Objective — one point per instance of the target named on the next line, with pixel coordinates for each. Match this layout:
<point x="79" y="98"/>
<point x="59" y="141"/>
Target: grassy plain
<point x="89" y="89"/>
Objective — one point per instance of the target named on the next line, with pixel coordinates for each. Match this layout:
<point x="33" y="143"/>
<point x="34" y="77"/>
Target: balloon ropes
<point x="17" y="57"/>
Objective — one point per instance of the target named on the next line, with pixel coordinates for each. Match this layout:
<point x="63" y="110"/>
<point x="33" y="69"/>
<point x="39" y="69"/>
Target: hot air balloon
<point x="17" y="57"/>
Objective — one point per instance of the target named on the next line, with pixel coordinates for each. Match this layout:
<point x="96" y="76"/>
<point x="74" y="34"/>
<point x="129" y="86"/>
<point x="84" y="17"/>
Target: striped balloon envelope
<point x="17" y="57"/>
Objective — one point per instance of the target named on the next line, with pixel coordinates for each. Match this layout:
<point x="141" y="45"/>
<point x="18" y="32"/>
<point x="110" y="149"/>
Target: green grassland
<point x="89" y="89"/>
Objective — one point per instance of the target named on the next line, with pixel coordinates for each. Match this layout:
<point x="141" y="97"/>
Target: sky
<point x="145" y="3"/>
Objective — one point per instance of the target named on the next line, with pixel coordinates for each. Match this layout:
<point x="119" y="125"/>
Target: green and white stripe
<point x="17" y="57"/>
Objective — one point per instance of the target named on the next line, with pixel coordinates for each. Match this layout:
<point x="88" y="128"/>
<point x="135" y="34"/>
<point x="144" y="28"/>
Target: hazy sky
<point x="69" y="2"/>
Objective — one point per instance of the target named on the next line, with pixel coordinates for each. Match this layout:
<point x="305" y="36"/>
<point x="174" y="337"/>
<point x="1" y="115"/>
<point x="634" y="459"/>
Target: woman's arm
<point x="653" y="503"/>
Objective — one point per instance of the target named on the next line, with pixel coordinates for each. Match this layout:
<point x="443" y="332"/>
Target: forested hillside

### WHAT IS ASKED
Here, the records must be output exactly and in full.

### SOLUTION TO THE EXERCISE
Objective — one point per instance of the target named on the next line, with pixel coordinates for each. Match this layout:
<point x="79" y="98"/>
<point x="59" y="141"/>
Target: grassy plain
<point x="89" y="89"/>
Objective — one point per instance of the target named on the next line, with pixel coordinates for each. Match this layout:
<point x="33" y="143"/>
<point x="34" y="77"/>
Target: balloon ropes
<point x="17" y="57"/>
Objective — one point per instance of the target named on the next line, with pixel coordinates for each. Match this layout:
<point x="63" y="110"/>
<point x="33" y="69"/>
<point x="39" y="69"/>
Target: hot air balloon
<point x="17" y="57"/>
Objective — one point per instance of the target named on the next line, with pixel coordinates for each. Match this layout:
<point x="96" y="76"/>
<point x="74" y="34"/>
<point x="129" y="86"/>
<point x="84" y="17"/>
Target: striped balloon envelope
<point x="17" y="57"/>
Objective — one point per instance of the target named on the next line, with pixel coordinates for each. Match this layout:
<point x="141" y="45"/>
<point x="18" y="32"/>
<point x="110" y="149"/>
Target: green grassland
<point x="89" y="89"/>
Objective — one point per instance of the target named on the next line, with pixel coordinates for each. Match this layout:
<point x="141" y="97"/>
Target: sky
<point x="145" y="3"/>
Objective — one point per instance of the target named on the next line, with pixel coordinates for each. Match this layout:
<point x="119" y="125"/>
Target: green and white stripe
<point x="17" y="57"/>
Objective — one point per instance of the target named on the next line, with pixel coordinates for each. Match this layout:
<point x="88" y="128"/>
<point x="135" y="34"/>
<point x="144" y="28"/>
Target: hazy sky
<point x="69" y="2"/>
Objective — one point per instance of the target named on the next line, with pixel coordinates for each. Match this layout:
<point x="305" y="36"/>
<point x="174" y="337"/>
<point x="1" y="115"/>
<point x="634" y="459"/>
Target: woman's arm
<point x="653" y="503"/>
Objective — one point per instance of the target named on the next line, with pixel coordinates for each. Match this layout:
<point x="443" y="332"/>
Target: forested hillside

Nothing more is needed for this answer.